__Data for review__
Segment Open

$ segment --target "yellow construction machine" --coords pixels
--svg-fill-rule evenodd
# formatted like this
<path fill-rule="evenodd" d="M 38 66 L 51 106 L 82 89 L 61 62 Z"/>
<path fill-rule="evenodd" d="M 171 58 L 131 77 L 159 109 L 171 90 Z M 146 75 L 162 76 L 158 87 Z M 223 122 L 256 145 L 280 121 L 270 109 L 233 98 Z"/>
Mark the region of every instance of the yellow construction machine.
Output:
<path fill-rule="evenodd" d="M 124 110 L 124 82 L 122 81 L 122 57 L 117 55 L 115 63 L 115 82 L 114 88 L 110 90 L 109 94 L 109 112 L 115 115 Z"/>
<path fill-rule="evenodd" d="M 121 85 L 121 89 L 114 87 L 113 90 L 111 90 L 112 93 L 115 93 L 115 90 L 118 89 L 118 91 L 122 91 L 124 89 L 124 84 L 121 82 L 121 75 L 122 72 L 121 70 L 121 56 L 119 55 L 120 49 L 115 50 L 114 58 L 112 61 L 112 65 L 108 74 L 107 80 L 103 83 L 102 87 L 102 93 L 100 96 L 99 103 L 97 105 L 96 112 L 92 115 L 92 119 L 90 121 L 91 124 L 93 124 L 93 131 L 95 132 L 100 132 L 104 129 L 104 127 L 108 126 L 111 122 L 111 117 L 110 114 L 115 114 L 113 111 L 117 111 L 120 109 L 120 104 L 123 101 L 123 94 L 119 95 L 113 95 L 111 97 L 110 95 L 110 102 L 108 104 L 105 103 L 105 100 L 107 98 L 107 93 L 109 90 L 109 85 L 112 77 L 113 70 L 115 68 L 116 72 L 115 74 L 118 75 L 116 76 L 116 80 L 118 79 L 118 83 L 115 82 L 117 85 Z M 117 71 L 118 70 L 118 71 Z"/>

Segment Closed

__Exercise__
Only the lines from the beginning of the listing through the line containing "Mark the region" are wanted, each restated word for word.

__Solution to this problem__
$ segment --target "yellow construction machine" --coords pixels
--svg-fill-rule evenodd
# formatted like this
<path fill-rule="evenodd" d="M 38 66 L 51 106 L 82 89 L 61 62 Z"/>
<path fill-rule="evenodd" d="M 171 58 L 131 77 L 159 109 L 171 90 Z M 146 75 L 162 76 L 158 87 Z M 223 122 L 256 145 L 280 121 L 270 109 L 233 98 Z"/>
Mark the region of every instance of the yellow construction machine.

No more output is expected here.